> 課題: 下に示すレッジョ劇場のオペラ公演に関する文章を、全文そのまま引用してください。

> 読む文章:
━━━━━━━━━━

そして今回のアルジェ、他のオペラハウスとのコプロダクションや外部のプロダクションを持ってくる演目が多かった中、レッジョ劇場専属チームによるオリジナルプロダクションを見てそのセンスの高さに感動。今までしょぼいなと思っていたものもよく考えればレッジョオリジナルじゃなかったりするし、2011のリゴレットはなんと一般公募による装置、衣装、照明etcだったらしい。知らなかった。レッジョ単独で作ったらこんなに素敵なの作れるんだ…わたし評価まちがってた。。




物語:

舞台はアルジェリア。
太守ムスタファは最近妻エルヴィラに飽きていて、代わりに美しいイタリア人女性を調達してこいと海賊ハーリーに命じる。妻エルヴィラはイタリア人奴隷リンドーロに払い下げて、自分は新しい妻がほしい思惑。
ところが難破船から誘拐されてきたイザベッラは偶然にもリンドーロがイタリアに残してきた恋人だった。勝気なイザベッラは妻になるなんてゴメンだと言い、エルヴィラと離婚する必要なんてない、代わりにリンドーロを自分の奴隷としてもらうと太守ムスタファに言い出して場は大混乱。

━━━━━━━━━━

> 提供資料:
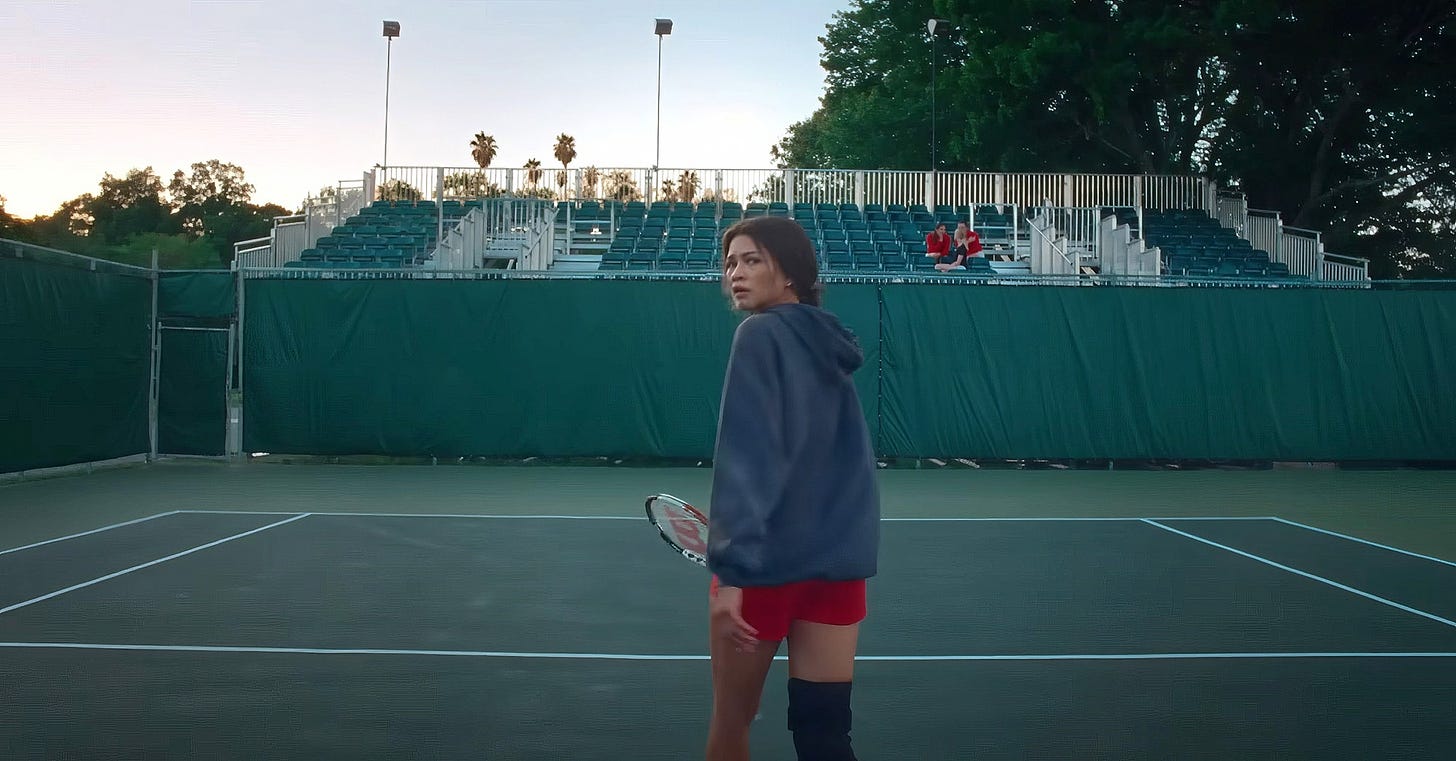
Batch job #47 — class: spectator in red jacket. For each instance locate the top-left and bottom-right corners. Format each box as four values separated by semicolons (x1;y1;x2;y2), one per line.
925;223;965;272
954;223;981;262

━━━━━━━━━━

> 解答結果:
そして今回のアルジェ、他のオペラハウスとのコプロダクションや外部のプロダクションを持ってくる演目が多かった中、レッジョ劇場専属チームによるオリジナルプロダクションを見てそのセンスの高さに感動。今までしょぼいなと思っていたものもよく考えればレッジョオリジナルじゃなかったりするし、2011のリゴレットはなんと一般公募による装置、衣装、照明etcだったらしい。知らなかった。レッジョ単独で作ったらこんなに素敵なの作れるんだ…わたし評価まちがってた。。




物語:

舞台はアルジェリア。
太守ムスタファは最近妻エルヴィラに飽きていて、代わりに美しいイタリア人女性を調達してこいと海賊ハーリーに命じる。妻エルヴィラはイタリア人奴隷リンドーロに払い下げて、自分は新しい妻がほしい思惑。
ところが難破船から誘拐されてきたイザベッラは偶然にもリンドーロがイタリアに残してきた恋人だった。勝気なイザベッラは妻になるなんてゴメンだと言い、エルヴィラと離婚する必要なんてない、代わりにリンドーロを自分の奴隷としてもらうと太守ムスタファに言い出して場は大混乱。